-- Given records follows --

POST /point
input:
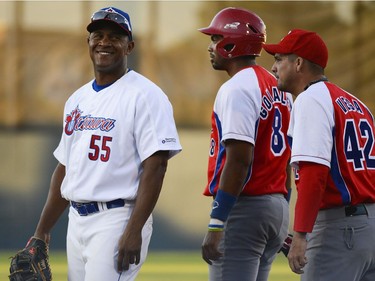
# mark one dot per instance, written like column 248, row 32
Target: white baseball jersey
column 107, row 135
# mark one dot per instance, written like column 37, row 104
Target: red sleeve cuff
column 311, row 186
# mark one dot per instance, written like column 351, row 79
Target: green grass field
column 159, row 266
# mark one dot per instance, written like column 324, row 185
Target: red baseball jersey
column 249, row 107
column 332, row 127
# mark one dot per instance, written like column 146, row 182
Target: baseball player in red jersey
column 248, row 154
column 332, row 135
column 118, row 135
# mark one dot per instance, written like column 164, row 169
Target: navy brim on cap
column 111, row 16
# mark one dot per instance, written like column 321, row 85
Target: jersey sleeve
column 311, row 129
column 238, row 110
column 154, row 125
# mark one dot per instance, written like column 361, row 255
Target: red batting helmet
column 244, row 32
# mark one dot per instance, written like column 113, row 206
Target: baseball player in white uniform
column 118, row 135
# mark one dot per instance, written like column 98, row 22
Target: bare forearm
column 237, row 165
column 149, row 189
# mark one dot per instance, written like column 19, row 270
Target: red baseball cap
column 303, row 43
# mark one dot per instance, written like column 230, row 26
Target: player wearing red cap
column 332, row 136
column 248, row 154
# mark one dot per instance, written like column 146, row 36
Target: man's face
column 108, row 49
column 284, row 69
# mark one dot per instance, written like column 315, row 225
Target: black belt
column 357, row 210
column 85, row 209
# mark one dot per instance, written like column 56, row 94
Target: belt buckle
column 350, row 211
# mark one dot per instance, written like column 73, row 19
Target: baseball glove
column 31, row 263
column 286, row 245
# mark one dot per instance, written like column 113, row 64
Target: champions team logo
column 76, row 122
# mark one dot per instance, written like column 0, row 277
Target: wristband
column 222, row 205
column 215, row 225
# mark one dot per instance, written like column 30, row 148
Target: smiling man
column 119, row 133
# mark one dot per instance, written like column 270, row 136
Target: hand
column 129, row 249
column 46, row 237
column 296, row 257
column 210, row 246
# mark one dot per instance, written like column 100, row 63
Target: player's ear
column 130, row 47
column 299, row 63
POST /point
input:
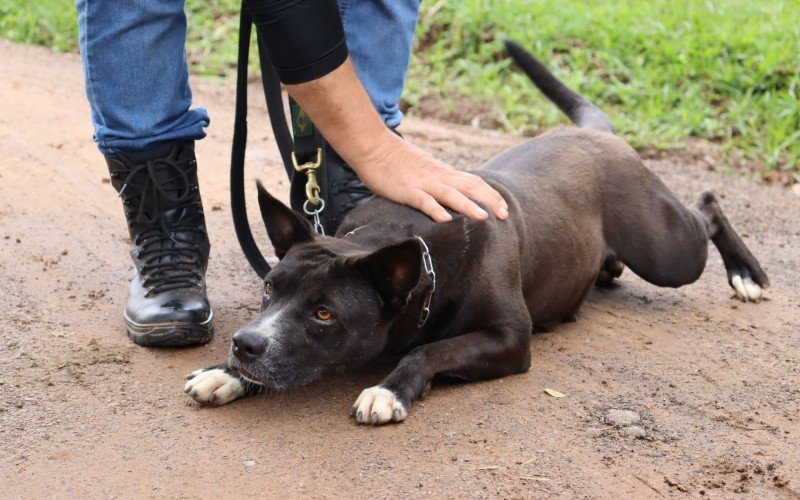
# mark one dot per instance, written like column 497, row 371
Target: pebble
column 633, row 432
column 622, row 418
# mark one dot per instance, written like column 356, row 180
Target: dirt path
column 715, row 383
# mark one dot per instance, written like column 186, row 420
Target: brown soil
column 716, row 383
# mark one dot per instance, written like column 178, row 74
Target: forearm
column 343, row 112
column 305, row 38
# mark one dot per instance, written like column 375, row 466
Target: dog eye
column 323, row 314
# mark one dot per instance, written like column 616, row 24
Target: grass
column 724, row 71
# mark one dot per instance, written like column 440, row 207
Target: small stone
column 622, row 418
column 633, row 432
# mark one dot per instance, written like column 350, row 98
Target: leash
column 303, row 154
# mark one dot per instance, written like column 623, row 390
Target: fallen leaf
column 554, row 393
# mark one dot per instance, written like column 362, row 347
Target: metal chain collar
column 427, row 261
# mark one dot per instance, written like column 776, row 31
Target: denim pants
column 137, row 77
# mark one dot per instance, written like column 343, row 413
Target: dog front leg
column 218, row 385
column 474, row 356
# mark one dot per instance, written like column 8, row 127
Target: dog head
column 327, row 305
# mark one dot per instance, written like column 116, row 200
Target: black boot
column 167, row 303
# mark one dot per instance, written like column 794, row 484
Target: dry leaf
column 554, row 393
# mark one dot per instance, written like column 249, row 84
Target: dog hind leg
column 745, row 275
column 665, row 242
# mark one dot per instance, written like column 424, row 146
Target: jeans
column 137, row 77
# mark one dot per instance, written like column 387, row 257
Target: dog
column 461, row 298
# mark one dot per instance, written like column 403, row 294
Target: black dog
column 461, row 298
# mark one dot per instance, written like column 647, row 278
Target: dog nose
column 248, row 345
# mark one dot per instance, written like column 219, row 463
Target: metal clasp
column 310, row 169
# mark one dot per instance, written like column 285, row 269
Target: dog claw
column 746, row 289
column 214, row 387
column 378, row 405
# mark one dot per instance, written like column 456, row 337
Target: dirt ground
column 714, row 383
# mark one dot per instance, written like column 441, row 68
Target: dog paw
column 378, row 405
column 213, row 386
column 746, row 289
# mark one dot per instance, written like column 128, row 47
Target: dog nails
column 378, row 405
column 214, row 387
column 746, row 289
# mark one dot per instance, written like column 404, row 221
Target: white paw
column 378, row 405
column 746, row 289
column 213, row 387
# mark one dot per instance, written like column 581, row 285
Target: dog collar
column 427, row 261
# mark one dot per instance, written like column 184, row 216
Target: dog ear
column 394, row 271
column 285, row 227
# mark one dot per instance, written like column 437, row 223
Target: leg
column 218, row 385
column 136, row 79
column 379, row 36
column 136, row 74
column 478, row 355
column 666, row 243
column 745, row 275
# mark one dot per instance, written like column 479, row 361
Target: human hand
column 401, row 172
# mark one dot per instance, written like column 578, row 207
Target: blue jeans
column 137, row 77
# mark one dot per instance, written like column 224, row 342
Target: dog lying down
column 461, row 298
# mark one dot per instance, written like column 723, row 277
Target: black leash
column 305, row 144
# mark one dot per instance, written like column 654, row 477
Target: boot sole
column 170, row 334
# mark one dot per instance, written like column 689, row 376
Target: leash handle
column 238, row 206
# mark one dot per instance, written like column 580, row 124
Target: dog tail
column 583, row 113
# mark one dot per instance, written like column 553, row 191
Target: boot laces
column 169, row 260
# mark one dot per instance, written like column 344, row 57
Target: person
column 136, row 77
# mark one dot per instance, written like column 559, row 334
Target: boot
column 167, row 302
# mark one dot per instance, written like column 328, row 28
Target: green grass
column 725, row 71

-- Given records concluded --

Exercise objective
Repeat the data verbatim, excluding all pictures.

Answer
POST /point
input:
# mark one dot per instance, written like column 248, row 32
Target: white baseball jersey
column 107, row 135
# mark one dot per instance, written like column 37, row 104
Target: red sleeve cuff
column 311, row 186
# mark one dot per instance, written like column 351, row 79
Target: green grass field
column 159, row 266
# mark one dot per instance, written like column 324, row 185
Target: red baseball jersey
column 249, row 107
column 332, row 127
# mark one dot per instance, written like column 146, row 182
Target: baseball player in red jersey
column 248, row 154
column 332, row 135
column 118, row 135
# mark one dot per instance, written like column 164, row 169
Target: navy brim on cap
column 111, row 16
# mark one dot per instance, written like column 321, row 85
Target: jersey sleeve
column 311, row 129
column 238, row 110
column 154, row 125
# mark one dot per instance, written like column 361, row 255
Target: red batting helmet
column 244, row 32
# mark one dot per instance, written like column 113, row 206
Target: baseball player in white uniform
column 118, row 135
# mark one dot per instance, written like column 98, row 22
Target: bare forearm
column 237, row 165
column 149, row 189
# mark one dot per instance, written like column 19, row 270
Target: red baseball cap
column 303, row 43
# mark one dot per instance, written like column 230, row 26
Target: player wearing red cap
column 332, row 136
column 248, row 154
# mark one dot per instance, written like column 146, row 36
Target: man's face
column 108, row 49
column 284, row 69
# mark one dot per instance, written like column 315, row 225
Target: black belt
column 357, row 210
column 85, row 209
# mark one dot per instance, written like column 56, row 94
Target: belt buckle
column 350, row 211
# mark one dot per instance, written like column 73, row 19
Target: baseball glove
column 31, row 263
column 286, row 245
# mark one dot per instance, written like column 113, row 64
Target: champions team logo
column 76, row 122
# mark one dot per instance, written like column 0, row 277
Target: wristband
column 222, row 205
column 215, row 225
# mark one dot per instance, written like column 30, row 148
Target: smiling man
column 119, row 133
# mark one dot per instance, written like column 270, row 136
Target: hand
column 129, row 249
column 46, row 237
column 296, row 257
column 210, row 246
# mark one dot per instance, written like column 100, row 63
Target: player's ear
column 130, row 47
column 299, row 63
POST /point
input:
# mark one dot per instance, written like column 497, row 371
Target: pebble
column 633, row 432
column 622, row 418
# mark one dot per instance, written like column 356, row 180
Target: dirt path
column 715, row 383
# mark one dot per instance, written like column 186, row 420
Target: brown soil
column 716, row 383
# mark one dot per instance, written like column 178, row 74
Target: forearm
column 343, row 112
column 305, row 38
# mark one dot per instance, written like column 375, row 466
Target: dog eye
column 323, row 314
# mark one dot per instance, written like column 616, row 24
Target: grass
column 724, row 71
# mark one dot per instance, written like column 440, row 207
Target: small stone
column 622, row 418
column 633, row 432
# mark one dot per instance, written like column 350, row 98
Target: leash
column 303, row 154
# mark one dot per instance, written like column 623, row 390
Target: fallen leaf
column 554, row 393
# mark one dot per instance, written like column 362, row 347
Target: metal chain collar
column 427, row 261
# mark one dot per instance, written like column 776, row 31
Target: denim pants
column 137, row 77
# mark one dot per instance, written like column 343, row 413
Target: dog front leg
column 218, row 385
column 474, row 356
# mark one dot per instance, written like column 8, row 127
Target: dog head
column 327, row 305
# mark one dot per instance, written like column 116, row 200
Target: black boot
column 167, row 303
# mark one dot per instance, written like column 794, row 484
Target: dry leaf
column 554, row 393
# mark one dot per instance, written like column 249, row 84
Target: dog hind leg
column 745, row 275
column 665, row 242
# mark one dot per instance, written like column 424, row 146
Target: jeans
column 137, row 77
# mark one dot per instance, written like column 387, row 257
Target: dog
column 461, row 298
# mark one dot per instance, written like column 403, row 294
Target: black dog
column 461, row 298
# mark one dot per instance, written like column 647, row 278
Target: dog nose
column 248, row 345
# mark one dot per instance, written like column 219, row 463
Target: metal clasp
column 310, row 169
# mark one dot per instance, written like column 285, row 269
Target: dog claw
column 746, row 289
column 214, row 387
column 378, row 405
# mark one dot per instance, written like column 456, row 337
Target: dirt ground
column 714, row 383
# mark one dot per instance, written like column 441, row 68
Target: dog paw
column 378, row 405
column 213, row 386
column 746, row 289
# mark one dot per instance, written like column 128, row 47
Target: dog nails
column 378, row 405
column 214, row 387
column 746, row 289
# mark one dot per instance, written like column 404, row 221
Target: white paw
column 378, row 405
column 746, row 289
column 213, row 387
# mark one dot per instance, written like column 581, row 285
Target: dog collar
column 427, row 261
# mark one dot per instance, written like column 184, row 216
Target: dog ear
column 394, row 271
column 285, row 227
# mark one dot per instance, written like column 437, row 223
Target: leg
column 218, row 385
column 136, row 79
column 379, row 36
column 136, row 74
column 478, row 355
column 666, row 243
column 745, row 275
# mark one dot per instance, written like column 479, row 361
Target: human hand
column 401, row 172
# mark one dot per instance, written like column 578, row 207
Target: blue jeans
column 137, row 77
# mark one dot per instance, written like column 224, row 342
Target: dog lying down
column 461, row 298
# mark one dot per instance, written like column 723, row 277
Target: black leash
column 305, row 144
# mark one dot per instance, written like column 654, row 477
Target: boot sole
column 170, row 334
# mark one dot per instance, written like column 689, row 376
Target: leash handle
column 238, row 206
# mark one dot per instance, written like column 580, row 124
Target: dog tail
column 583, row 113
# mark one dot per instance, written like column 553, row 191
Target: boot laces
column 169, row 260
# mark one dot per instance, written like column 344, row 57
Target: person
column 136, row 77
# mark one dot per instance, written like column 559, row 334
Target: boot
column 167, row 302
# mark one dot per instance, written like column 328, row 28
Target: green grass
column 725, row 71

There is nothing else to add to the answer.